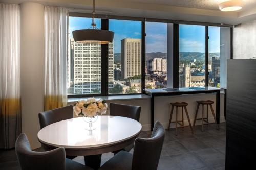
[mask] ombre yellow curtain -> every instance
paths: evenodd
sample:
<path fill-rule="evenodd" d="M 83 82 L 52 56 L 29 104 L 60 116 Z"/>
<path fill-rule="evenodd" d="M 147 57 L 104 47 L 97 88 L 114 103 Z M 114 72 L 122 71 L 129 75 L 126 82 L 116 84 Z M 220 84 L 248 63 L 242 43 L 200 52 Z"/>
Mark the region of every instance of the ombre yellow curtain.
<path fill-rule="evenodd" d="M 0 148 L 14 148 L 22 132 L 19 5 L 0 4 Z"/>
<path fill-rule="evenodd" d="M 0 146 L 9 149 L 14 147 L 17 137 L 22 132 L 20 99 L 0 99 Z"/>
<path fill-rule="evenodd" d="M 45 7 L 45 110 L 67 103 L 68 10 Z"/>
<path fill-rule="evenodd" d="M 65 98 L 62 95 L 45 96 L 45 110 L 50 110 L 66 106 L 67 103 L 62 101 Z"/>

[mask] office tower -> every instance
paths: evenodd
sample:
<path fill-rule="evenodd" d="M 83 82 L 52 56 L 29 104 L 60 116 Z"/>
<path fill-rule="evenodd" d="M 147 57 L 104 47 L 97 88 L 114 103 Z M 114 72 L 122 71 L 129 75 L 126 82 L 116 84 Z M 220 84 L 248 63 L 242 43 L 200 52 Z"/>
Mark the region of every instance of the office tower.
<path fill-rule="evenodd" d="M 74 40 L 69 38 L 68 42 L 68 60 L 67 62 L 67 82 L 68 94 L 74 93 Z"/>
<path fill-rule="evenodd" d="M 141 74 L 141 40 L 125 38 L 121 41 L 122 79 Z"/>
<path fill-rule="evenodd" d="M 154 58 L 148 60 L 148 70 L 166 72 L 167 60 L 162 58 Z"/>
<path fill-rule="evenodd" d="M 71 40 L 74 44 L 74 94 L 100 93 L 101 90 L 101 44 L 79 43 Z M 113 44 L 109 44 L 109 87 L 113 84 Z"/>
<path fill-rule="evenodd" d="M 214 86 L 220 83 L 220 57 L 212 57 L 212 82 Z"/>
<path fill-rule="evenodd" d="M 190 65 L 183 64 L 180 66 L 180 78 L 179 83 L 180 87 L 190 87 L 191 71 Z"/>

————

▸ WRITTEN REQUEST: Can you repeat the rows starting at the line that contains "[mask] office tower -> every instance" and ending at the last line of the rows above, with "office tower" changed to "high-rise building" and nothing else altered?

▸ SOLUTION TO THIS EXERCISE:
[mask] high-rise building -> every instance
paths: evenodd
sample:
<path fill-rule="evenodd" d="M 83 82 L 52 56 L 29 104 L 60 116 Z"/>
<path fill-rule="evenodd" d="M 147 57 L 104 47 L 97 88 L 114 103 Z M 114 72 L 122 71 L 129 75 L 126 82 L 116 84 Z M 220 84 L 248 63 L 242 43 L 200 52 Z"/>
Mark the region of every instance of the high-rise building.
<path fill-rule="evenodd" d="M 74 40 L 69 38 L 68 42 L 68 60 L 67 62 L 67 82 L 68 94 L 74 93 Z"/>
<path fill-rule="evenodd" d="M 141 74 L 141 40 L 125 38 L 121 41 L 122 79 Z"/>
<path fill-rule="evenodd" d="M 154 58 L 148 60 L 148 70 L 166 72 L 167 60 L 162 58 Z"/>
<path fill-rule="evenodd" d="M 71 40 L 74 44 L 74 94 L 100 93 L 101 90 L 101 44 L 79 43 Z M 113 44 L 109 44 L 109 87 L 113 84 Z"/>
<path fill-rule="evenodd" d="M 214 86 L 220 83 L 220 57 L 212 57 L 212 82 Z"/>
<path fill-rule="evenodd" d="M 190 65 L 183 64 L 180 66 L 180 78 L 179 83 L 180 87 L 190 87 L 191 71 Z"/>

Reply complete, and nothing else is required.